● Exercise inputs
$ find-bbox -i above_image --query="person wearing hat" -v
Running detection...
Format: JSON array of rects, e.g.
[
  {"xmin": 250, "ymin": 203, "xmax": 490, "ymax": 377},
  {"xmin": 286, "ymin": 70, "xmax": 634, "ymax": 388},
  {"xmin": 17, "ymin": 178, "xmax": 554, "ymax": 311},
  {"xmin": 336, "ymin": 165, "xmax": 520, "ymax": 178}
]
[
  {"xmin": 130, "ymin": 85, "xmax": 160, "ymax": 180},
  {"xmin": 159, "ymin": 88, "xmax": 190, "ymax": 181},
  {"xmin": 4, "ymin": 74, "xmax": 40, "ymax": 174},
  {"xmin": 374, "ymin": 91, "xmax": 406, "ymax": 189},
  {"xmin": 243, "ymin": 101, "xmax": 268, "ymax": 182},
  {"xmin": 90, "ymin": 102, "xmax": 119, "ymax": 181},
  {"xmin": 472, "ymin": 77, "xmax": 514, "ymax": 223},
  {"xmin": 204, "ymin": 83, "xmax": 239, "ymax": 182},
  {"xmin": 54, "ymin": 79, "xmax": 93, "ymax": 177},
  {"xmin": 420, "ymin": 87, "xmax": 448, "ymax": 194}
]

● About this exercise
Exact copy required. Retype all of the entries word for word.

● Completed task
$ find-bbox -i above_image --query="person wearing hat" -v
Running detection...
Format: JSON array of rects, e.g.
[
  {"xmin": 250, "ymin": 203, "xmax": 490, "ymax": 377},
  {"xmin": 286, "ymin": 70, "xmax": 634, "ymax": 388},
  {"xmin": 17, "ymin": 178, "xmax": 554, "ymax": 311},
  {"xmin": 336, "ymin": 165, "xmax": 520, "ymax": 178}
]
[
  {"xmin": 130, "ymin": 85, "xmax": 160, "ymax": 180},
  {"xmin": 159, "ymin": 88, "xmax": 190, "ymax": 181},
  {"xmin": 4, "ymin": 74, "xmax": 40, "ymax": 174},
  {"xmin": 374, "ymin": 91, "xmax": 406, "ymax": 189},
  {"xmin": 243, "ymin": 101, "xmax": 268, "ymax": 182},
  {"xmin": 90, "ymin": 102, "xmax": 119, "ymax": 181},
  {"xmin": 472, "ymin": 77, "xmax": 514, "ymax": 223},
  {"xmin": 204, "ymin": 83, "xmax": 239, "ymax": 182},
  {"xmin": 54, "ymin": 79, "xmax": 93, "ymax": 177},
  {"xmin": 420, "ymin": 87, "xmax": 448, "ymax": 194}
]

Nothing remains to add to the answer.